## THE REQUEST:
Copy out every line exactly as given.

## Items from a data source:

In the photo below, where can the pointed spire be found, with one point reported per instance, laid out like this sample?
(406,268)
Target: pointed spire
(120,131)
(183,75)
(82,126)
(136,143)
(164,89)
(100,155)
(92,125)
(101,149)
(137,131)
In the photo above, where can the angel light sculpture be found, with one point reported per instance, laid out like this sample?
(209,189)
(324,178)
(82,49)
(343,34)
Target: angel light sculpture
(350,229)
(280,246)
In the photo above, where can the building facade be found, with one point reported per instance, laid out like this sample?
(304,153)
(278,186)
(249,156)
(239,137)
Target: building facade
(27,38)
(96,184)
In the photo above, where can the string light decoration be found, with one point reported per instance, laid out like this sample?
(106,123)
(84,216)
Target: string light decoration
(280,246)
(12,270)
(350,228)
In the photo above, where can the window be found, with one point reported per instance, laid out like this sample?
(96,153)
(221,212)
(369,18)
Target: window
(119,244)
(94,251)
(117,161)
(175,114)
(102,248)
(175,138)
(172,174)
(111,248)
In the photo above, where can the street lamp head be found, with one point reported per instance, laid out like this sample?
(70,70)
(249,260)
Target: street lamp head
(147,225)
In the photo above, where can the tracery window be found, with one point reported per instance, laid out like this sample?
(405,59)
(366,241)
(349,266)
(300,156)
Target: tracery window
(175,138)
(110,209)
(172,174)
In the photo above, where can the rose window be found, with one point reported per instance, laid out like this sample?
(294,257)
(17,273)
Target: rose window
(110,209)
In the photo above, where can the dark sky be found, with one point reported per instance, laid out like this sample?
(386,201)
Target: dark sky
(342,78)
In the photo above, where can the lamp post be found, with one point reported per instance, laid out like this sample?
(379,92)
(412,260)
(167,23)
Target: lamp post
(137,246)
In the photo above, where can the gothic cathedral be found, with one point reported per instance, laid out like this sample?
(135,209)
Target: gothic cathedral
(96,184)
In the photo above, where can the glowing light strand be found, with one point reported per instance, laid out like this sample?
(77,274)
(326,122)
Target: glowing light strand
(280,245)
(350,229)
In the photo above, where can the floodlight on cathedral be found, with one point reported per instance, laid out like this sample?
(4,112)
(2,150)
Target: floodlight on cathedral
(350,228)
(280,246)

## EXPECTED OUTPUT:
In the photo below, where can the pointed spire be found, with one point reported per instance, laid out like this sample?
(406,268)
Target: pointed spire
(120,131)
(183,75)
(82,126)
(136,143)
(164,89)
(100,155)
(92,125)
(101,149)
(137,131)
In the photo above, where can the angel light sculpture be found, with one point reported per instance, laid out like this sample?
(209,189)
(324,178)
(82,49)
(343,34)
Target: angel light sculpture
(350,229)
(280,246)
In the photo above, where can the building facade be found, with one point reported per instance, laid out like this sample?
(304,153)
(278,186)
(249,156)
(239,137)
Target: building facade
(27,38)
(96,184)
In the photo above, where can the string light decoration be found, with one point reported per instance, laid out like this sample?
(106,123)
(84,216)
Target: string light decoration
(280,246)
(12,270)
(350,228)
In the photo above, where can the window be found, with one point reported per instance, laid out like this sample?
(96,153)
(221,212)
(369,18)
Target: window
(119,244)
(94,251)
(117,161)
(175,114)
(102,248)
(175,138)
(172,174)
(111,248)
In the photo above, where can the street lamp head be found, with one point reported per instance, laid out like this sample?
(70,70)
(249,260)
Target: street lamp head
(147,225)
In the photo above, where can the tracery window be found, with one point reported per instance, laid out like this sample?
(405,59)
(366,241)
(349,266)
(300,156)
Target: tracery window
(175,138)
(110,209)
(172,174)
In the photo above, where can the rose window be found, with one point reported per instance, laid out like this sample?
(294,257)
(17,273)
Target: rose window
(110,209)
In the photo above, where can the dark sky be found, with one point reported per instance, laid out like this sample?
(386,201)
Target: dark sky
(342,78)
In the photo above, where can the lamp post be found, with one point reported per instance, laid out like this sample?
(379,92)
(412,260)
(167,23)
Target: lamp post
(137,246)
In the photo above, where can the gothic cathedral be found, with one point reported per instance, laid out like this sample?
(135,209)
Target: gothic cathedral
(96,184)
In the photo above, where can the glowing light strand be found, with one point reported per instance, laid out like this sample?
(77,274)
(326,122)
Target: glowing light strand
(280,245)
(350,229)
In the photo above, where can the floodlight on cathedral be found, with one point reported per instance, laid out like this sample?
(4,112)
(2,150)
Target: floodlight on cathedral
(350,228)
(280,246)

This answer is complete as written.